### Stated task
Write out exactly the lines from the one containing "of the potted" through the last line of the records below, including both.

— BEGIN Given records —

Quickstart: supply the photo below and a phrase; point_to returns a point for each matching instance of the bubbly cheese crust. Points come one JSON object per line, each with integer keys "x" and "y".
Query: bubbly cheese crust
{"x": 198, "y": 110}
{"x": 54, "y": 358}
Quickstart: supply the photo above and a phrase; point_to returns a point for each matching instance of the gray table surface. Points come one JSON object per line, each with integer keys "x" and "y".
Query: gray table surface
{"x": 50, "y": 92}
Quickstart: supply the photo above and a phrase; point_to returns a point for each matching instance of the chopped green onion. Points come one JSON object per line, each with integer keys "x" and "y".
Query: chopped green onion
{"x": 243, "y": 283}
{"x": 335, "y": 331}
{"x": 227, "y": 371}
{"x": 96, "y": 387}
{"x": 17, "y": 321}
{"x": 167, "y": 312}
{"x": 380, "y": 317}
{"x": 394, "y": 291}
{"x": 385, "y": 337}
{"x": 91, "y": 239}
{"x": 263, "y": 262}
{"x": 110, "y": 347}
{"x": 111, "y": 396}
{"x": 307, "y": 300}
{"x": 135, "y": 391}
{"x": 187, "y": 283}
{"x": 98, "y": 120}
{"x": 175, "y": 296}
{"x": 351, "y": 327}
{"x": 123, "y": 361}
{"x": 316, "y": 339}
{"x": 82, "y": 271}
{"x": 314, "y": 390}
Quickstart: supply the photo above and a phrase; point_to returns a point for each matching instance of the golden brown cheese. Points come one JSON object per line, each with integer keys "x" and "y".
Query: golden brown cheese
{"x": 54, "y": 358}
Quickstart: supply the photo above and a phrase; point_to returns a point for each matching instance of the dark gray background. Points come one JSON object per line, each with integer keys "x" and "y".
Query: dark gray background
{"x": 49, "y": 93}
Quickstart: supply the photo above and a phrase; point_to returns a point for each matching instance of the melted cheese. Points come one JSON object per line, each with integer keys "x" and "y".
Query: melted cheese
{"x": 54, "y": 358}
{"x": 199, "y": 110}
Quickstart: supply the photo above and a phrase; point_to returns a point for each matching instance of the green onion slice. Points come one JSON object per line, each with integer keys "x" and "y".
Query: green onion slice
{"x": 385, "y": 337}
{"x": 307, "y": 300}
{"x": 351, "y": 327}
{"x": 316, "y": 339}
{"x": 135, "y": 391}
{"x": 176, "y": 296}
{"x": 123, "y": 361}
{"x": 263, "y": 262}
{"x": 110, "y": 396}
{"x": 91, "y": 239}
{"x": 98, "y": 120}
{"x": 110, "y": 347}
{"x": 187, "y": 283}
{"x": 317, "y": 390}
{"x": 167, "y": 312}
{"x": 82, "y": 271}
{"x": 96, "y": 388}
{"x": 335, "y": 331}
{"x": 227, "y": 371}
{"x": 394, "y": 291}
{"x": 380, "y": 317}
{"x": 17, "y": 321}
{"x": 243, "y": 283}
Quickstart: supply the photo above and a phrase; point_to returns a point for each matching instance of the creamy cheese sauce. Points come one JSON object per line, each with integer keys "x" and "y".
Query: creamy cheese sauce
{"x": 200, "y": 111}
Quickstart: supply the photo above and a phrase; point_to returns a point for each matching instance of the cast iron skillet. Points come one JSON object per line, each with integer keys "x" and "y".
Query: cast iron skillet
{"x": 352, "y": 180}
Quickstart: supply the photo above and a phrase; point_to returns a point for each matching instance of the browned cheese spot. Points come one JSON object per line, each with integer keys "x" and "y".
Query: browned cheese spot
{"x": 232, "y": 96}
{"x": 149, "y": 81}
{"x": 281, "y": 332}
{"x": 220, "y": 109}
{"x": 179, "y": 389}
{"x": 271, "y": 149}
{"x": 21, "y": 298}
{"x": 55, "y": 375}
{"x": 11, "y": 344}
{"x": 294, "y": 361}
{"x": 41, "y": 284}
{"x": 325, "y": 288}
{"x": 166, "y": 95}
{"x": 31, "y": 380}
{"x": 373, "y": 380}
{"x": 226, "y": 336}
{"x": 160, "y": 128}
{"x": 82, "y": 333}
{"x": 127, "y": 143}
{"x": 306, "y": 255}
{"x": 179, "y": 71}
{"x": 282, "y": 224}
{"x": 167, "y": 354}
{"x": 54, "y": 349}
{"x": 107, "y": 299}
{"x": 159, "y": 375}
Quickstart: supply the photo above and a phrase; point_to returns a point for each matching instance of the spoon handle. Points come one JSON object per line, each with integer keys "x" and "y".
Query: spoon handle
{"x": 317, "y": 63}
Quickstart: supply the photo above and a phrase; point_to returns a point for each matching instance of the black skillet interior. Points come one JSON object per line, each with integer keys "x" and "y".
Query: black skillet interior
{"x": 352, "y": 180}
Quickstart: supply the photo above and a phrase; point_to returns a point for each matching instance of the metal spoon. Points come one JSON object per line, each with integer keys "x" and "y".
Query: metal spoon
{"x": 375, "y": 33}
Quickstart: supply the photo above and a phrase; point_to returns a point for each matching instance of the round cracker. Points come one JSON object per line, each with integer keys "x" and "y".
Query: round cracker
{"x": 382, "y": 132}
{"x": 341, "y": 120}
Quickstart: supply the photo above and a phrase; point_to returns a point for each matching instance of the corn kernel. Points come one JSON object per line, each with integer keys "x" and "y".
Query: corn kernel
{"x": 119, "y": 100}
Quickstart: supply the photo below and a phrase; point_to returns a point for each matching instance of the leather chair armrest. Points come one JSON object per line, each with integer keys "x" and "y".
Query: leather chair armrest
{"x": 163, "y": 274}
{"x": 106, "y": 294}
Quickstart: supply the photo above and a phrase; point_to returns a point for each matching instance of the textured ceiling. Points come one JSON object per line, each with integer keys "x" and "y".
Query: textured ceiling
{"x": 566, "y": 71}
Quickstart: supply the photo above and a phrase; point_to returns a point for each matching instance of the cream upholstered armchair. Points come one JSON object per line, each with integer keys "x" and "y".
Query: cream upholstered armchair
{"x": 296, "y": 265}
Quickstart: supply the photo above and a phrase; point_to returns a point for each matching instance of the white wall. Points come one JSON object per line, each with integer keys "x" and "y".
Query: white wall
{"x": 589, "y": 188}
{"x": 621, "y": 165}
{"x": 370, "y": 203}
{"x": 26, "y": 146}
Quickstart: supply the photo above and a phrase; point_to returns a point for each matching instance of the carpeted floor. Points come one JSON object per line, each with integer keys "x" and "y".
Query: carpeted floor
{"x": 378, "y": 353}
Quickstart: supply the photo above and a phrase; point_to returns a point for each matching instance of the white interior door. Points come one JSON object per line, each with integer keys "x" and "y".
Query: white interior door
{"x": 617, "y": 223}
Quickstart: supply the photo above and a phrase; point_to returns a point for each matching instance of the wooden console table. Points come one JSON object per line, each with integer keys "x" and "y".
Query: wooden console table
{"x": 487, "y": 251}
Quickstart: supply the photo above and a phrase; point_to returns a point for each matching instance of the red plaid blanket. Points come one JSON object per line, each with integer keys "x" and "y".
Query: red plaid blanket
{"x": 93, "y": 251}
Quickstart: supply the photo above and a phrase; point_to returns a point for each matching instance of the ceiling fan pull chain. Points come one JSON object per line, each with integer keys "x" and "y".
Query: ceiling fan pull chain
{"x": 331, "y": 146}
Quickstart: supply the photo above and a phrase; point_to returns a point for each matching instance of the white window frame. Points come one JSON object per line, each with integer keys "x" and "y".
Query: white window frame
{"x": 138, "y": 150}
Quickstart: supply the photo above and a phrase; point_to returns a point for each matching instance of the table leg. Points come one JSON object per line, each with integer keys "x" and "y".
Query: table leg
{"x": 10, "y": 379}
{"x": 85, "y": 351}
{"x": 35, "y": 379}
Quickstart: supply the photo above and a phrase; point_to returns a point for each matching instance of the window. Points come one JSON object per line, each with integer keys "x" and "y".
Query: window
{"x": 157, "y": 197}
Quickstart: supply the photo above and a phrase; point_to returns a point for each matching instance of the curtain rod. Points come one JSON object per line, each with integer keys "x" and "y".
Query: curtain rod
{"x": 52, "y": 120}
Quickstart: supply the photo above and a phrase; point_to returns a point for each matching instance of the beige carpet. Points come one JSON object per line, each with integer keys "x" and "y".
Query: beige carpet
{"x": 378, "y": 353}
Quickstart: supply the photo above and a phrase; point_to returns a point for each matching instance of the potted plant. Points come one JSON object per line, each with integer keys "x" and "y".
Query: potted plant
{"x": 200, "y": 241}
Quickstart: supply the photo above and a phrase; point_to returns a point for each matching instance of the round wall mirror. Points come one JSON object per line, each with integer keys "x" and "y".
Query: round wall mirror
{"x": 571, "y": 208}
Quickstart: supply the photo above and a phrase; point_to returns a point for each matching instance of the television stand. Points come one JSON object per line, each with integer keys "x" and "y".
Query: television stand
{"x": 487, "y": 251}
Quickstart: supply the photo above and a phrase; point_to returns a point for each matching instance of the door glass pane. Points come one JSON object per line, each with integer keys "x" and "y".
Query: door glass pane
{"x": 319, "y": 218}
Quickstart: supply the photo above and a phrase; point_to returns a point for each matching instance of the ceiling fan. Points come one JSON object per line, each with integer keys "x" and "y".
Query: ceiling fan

— END Given records —

### The output
Quickstart: supply the photo above and a phrase; point_to returns a point for each matching instance of the potted plant. Points come one JSON object per line, each with integer keys "x" and "y".
Query: potted plant
{"x": 200, "y": 241}
Quickstart: supply the photo above and a phrase; point_to returns a point for each matching instance of the round wall mirror. Points come one JSON object per line, each with integer keys "x" and "y".
Query: round wall mirror
{"x": 571, "y": 208}
Quickstart: supply the photo above and a phrase; point_to returns a point for each matching instance of the television stand. Points come one JSON object per line, each with integer keys "x" and "y".
Query: television stand
{"x": 487, "y": 251}
Quickstart: supply the photo above and a phrase; point_to returns a point for each matching instance of the door glass pane. Points come one JSON object per line, each with integer keys "x" and "y".
Query: door glass pane
{"x": 319, "y": 218}
Quickstart: supply the photo above and a phrase; point_to returns a point for each matching instance of the ceiling fan. Points come one JSON object per line, each with integer keys "x" and "y".
Query: ceiling fan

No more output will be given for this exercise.